* start RECORDS SHOWN *
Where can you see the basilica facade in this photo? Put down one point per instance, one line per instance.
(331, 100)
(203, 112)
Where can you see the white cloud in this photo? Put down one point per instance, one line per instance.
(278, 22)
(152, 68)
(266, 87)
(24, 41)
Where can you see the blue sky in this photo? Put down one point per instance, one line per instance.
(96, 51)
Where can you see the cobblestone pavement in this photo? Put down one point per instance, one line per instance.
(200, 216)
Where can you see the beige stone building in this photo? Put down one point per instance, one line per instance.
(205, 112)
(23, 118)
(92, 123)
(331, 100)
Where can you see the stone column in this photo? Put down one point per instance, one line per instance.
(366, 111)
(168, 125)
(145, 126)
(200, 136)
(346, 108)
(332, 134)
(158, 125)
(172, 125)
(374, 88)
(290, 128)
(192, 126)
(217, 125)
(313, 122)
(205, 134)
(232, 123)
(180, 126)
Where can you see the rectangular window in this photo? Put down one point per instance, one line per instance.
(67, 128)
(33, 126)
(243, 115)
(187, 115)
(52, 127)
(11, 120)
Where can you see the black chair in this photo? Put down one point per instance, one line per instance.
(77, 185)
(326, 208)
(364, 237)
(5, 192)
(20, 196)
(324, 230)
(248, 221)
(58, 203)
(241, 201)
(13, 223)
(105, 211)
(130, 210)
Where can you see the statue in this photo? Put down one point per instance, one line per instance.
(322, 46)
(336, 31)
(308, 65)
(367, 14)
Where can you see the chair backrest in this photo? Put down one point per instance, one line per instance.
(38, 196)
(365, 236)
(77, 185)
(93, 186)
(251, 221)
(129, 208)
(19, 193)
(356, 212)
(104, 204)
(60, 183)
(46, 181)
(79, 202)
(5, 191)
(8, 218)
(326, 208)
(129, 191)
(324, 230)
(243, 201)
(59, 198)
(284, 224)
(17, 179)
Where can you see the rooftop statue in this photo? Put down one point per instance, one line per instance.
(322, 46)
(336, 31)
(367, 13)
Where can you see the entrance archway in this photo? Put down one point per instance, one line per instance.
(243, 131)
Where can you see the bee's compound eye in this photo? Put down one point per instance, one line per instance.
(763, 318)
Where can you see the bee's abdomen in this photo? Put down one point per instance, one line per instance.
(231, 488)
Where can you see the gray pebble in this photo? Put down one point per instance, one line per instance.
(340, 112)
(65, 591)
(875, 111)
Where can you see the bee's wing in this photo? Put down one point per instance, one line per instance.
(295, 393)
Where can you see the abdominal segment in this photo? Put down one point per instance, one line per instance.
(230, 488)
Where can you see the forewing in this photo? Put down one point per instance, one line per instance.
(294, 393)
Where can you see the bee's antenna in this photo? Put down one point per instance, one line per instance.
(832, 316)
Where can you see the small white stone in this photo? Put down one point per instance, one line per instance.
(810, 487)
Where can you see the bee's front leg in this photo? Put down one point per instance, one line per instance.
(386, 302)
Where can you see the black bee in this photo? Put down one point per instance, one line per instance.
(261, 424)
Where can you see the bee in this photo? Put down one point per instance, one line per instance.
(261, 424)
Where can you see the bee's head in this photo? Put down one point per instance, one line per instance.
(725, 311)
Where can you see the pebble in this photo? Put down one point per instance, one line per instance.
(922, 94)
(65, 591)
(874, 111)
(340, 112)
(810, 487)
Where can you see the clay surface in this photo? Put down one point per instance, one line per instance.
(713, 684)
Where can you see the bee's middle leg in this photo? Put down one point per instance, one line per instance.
* end RECORDS SHOWN *
> YOUR GOAL:
Each record should come back exactly as written.

> RESPONSE:
Where can you see the basilica facade in this photo? Put down one point per instance, one line per instance.
(331, 100)
(203, 112)
Where can you see the white cloud in this photo? Put down one point per instance, one line per instance.
(278, 22)
(152, 68)
(266, 87)
(24, 41)
Where can you see the blue sky in this photo? Put down one point per instance, one line per instance.
(96, 51)
Where can you see the cobblestone pavement in this photo? Put down one point per instance, one line per instance.
(200, 216)
Where can you see the beige stone building in this photo? Put down one point per instance, one line per instance.
(205, 112)
(23, 118)
(92, 123)
(331, 100)
Where can you see the stone column in this photo? Put down one point per instance, one line per instance.
(366, 111)
(168, 125)
(145, 126)
(200, 136)
(346, 108)
(332, 134)
(158, 125)
(172, 125)
(374, 88)
(290, 128)
(192, 126)
(217, 125)
(313, 122)
(205, 134)
(232, 123)
(180, 126)
Where can you see the rectangular window in this photo? Put down one point per instance, one line per instance.
(67, 128)
(33, 126)
(243, 115)
(187, 115)
(52, 127)
(11, 120)
Where can you see the black chair in this photo? Put down one point per instance, one line per instance.
(77, 185)
(326, 208)
(364, 237)
(5, 192)
(20, 196)
(324, 230)
(248, 221)
(58, 203)
(241, 201)
(13, 223)
(105, 211)
(130, 210)
Where can you see the statue in this photo? Put down one point per instance, one line per instance.
(322, 46)
(336, 31)
(308, 65)
(367, 14)
Where can you see the chair backrest in this photo? Put down one point per instance, one line per instance.
(38, 196)
(365, 236)
(77, 185)
(93, 186)
(251, 221)
(129, 208)
(19, 193)
(356, 212)
(104, 204)
(60, 183)
(46, 181)
(79, 202)
(5, 191)
(8, 218)
(326, 208)
(129, 191)
(324, 230)
(243, 201)
(59, 198)
(284, 224)
(17, 179)
Where can you see the rooftop statue in this photo? Put down one point per instance, one line per instance.
(322, 46)
(336, 31)
(367, 13)
Where can you see the entrance archway in this photo? Put down one point per instance, one line per instance.
(243, 131)
Where can you see the bee's compound eye in this photo? Put down one point per instance, one line per instance.
(763, 318)
Where can you see the bee's abdomen in this photo? Put down one point per instance, one line per instance.
(231, 488)
Where can you see the gray pebble in this photo? Put down one point per instance, one line per instance.
(340, 112)
(65, 591)
(875, 111)
Where can you see the bee's wing in this photo? Put down one point per instance, one line per instance.
(295, 393)
Where can you see the abdominal segment in this photo? Put down one point per instance, one line per instance.
(230, 488)
Where can you see the forewing in this photo? Put down one point per instance, one line per instance.
(294, 393)
Where can you see the bee's antenna in this photo? Put down one point per instance, one line per instance.
(832, 316)
Where can you see the small white stone in this photo? Put down one point per instance, one line per instance.
(810, 487)
Where can you see the bee's front leg in this photo? Put down one point per instance, one line per instance.
(386, 302)
Where can you see the black bee in this photo? Put down one point per instance, one line per instance.
(261, 424)
Where can you see the bee in this photo? Put down one point per instance, one line per instance.
(261, 424)
Where can you see the bee's head in this photo? Put down one point per instance, one line per instance.
(725, 311)
Where can you see the pebble in this photo? Put down one point per instance, one line per instance.
(922, 94)
(65, 591)
(874, 111)
(340, 112)
(810, 487)
Where can you see the clay surface in this photo? Put down one point per instance, one line per instance.
(713, 684)
Where can you see the bee's middle leg in this photo? Put down one point per instance, one line per instance.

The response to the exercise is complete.